━━━ PASAJE CITADO ━━━

Comentando estos hechos con algunos amigos latinoamericanos, se ha expresado la idea de que los pueblos sajones son más firmemente vinculados que los nuestros a la verdad. La obligación de rendir testimonio sin falsearla es, para aquéllos, sagrada. El juramento coloca al declarante por encima de todo interés, de todo vínculo o de toda conveniencia. De ahí el que se garantice el derecho constitucional de negarse a testificar. Por supuesto, las consecuencias de esa negativa pueden ser terribles.
En la Gran Bretaña, con motivo del hundimiento del «Belgrano» en la Guerra del Pacífico Sur, se han hecho planteamientos que rozan la credibilidad de la palabra oficial. Y el asunto ha sido cosa seria. En 1960 el presidente Kennedy, asumiendo todos los riesgos, admitió públicamente haber autorizado la invasión de Bahía de Cochinos: la sinceridad, afirmó su prestigio. En casos dramáticos, a uno u otro lado del océano, carreras políticas brillantes han terminado abruptamente porque se han encontrado en algún candidato o en algún importante político, una grave falta a la verdad.
¿Podemos nosotros admitir la tesis de que en los países de América Latina no es un pecado la mentira? No lo creo. Es siempre un hecho grave. Pero lo más grave es que los atentados a la verdad por parte de los dirigentes políticos y de gobernantes no los suelen pagar sus autores, sino el propio sistema democrático. A medida que los ciudadanos encuentran falsedad en las promesas y en las afirmaciones de aquellos a quienes su confianza ha colocado en posición de dirigirlos, tienden a hacerse escépticos y ese escepticismo abre campo a la propaganda tenaz de los enemigos de la democracia para que pierdan fe en los partidos, pierdan fe en los líderes, así, en general, y pierdan fe en la democracia misma.
En el momento actual, en que muchos hemos exteriorizado nuestro preocupado interés por la defensa y fortalecimiento de las democracias latinoamericanas (la reunión de «consulta» de Atlanta es un reciente ejemplo), sentimos como la necesidad más perentoria la de recuperar la credibilidad. La credibilidad es la primera condición del liderazgo, el cual, aplicando la expresión de un ilustre facultativo francés para la relación médico-paciente, supone una relación de conciencia y confianza: conciencia en el que dirige, confianza en el que acepta ser dirigido. La conciencia requiere la paz consigo mismo y esa paz exige la verdad: la confianza supone la seguridad en los dirigidos de que quien los dirige no los engaña.
Esto es indispensable, lo mismo en un país latinoamericano que en cualquier otro país del mundo. A los dictadores no les preocupa mentir, porque su poder reside en la fuerza y se alimenta con temor. Pero al liderazgo democrático le importa preservar su credibilidad, porque es ella la que puede asegurarle una adhesión firme de los gobernados y una participación constructiva en la marcha de la comunidad.

━━━

▸ USANDO LA INFORMACIÓN:
A. Responda, a partir del pasaje citado, a cada pregunta en la línea correspondiente:
(i) ¿Qué admitió públicamente el presidente Kennedy?
(ii) ¿Cuál es la primera condición del liderazgo?
(iii) ¿En qué reside el poder de los dictadores?
B. Extraiga del pasaje citado el fragmento comprendido desde "En la Gran Bretaña, con" hasta "falta a la verdad.", ambos inclusive.

━━━ INFORMACIÓN PROPORCIONADA ━━━

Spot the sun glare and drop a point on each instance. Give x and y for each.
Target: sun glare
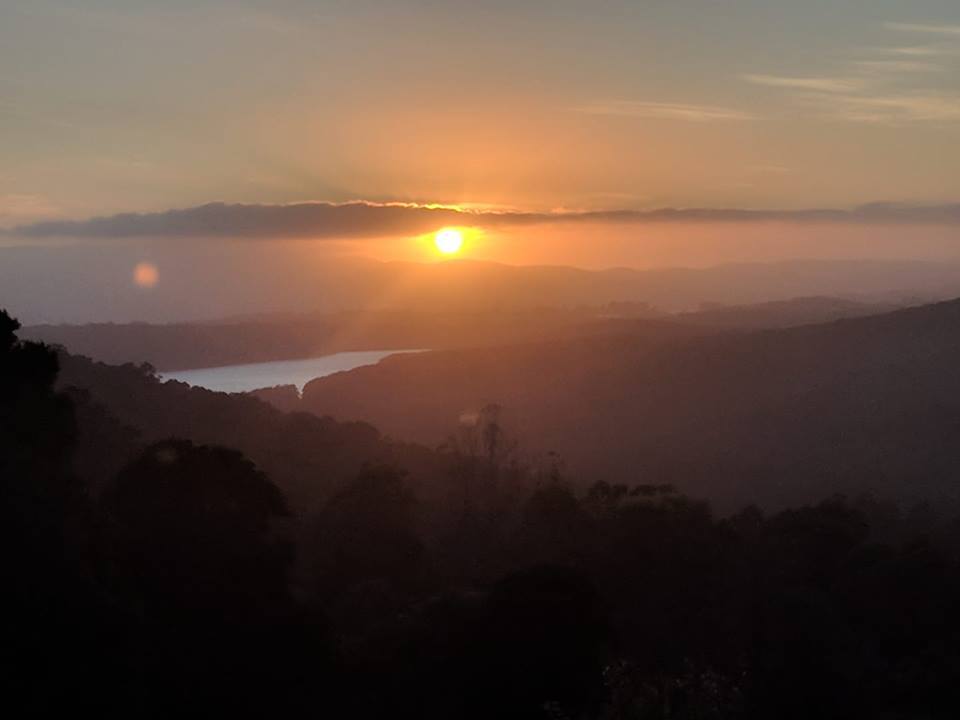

━━━

▸ RESPUESTAS:
A.
(i) Haber autorizado la invasión de Bahía de Cochinos.
(ii) La credibilidad.
(iii) En la fuerza.

B.
En la Gran Bretaña, con motivo del hundimiento del «Belgrano» en la Guerra del Pacífico Sur, se han hecho planteamientos que rozan la credibilidad de la palabra oficial. Y el asunto ha sido cosa seria. En 1960 el presidente Kennedy, asumiendo todos los riesgos, admitió públicamente haber autorizado la invasión de Bahía de Cochinos: la sinceridad, afirmó su prestigio. En casos dramáticos, a uno u otro lado del océano, carreras políticas brillantes han terminado abruptamente porque se han encontrado en algún candidato o en algún importante político, una grave falta a la verdad.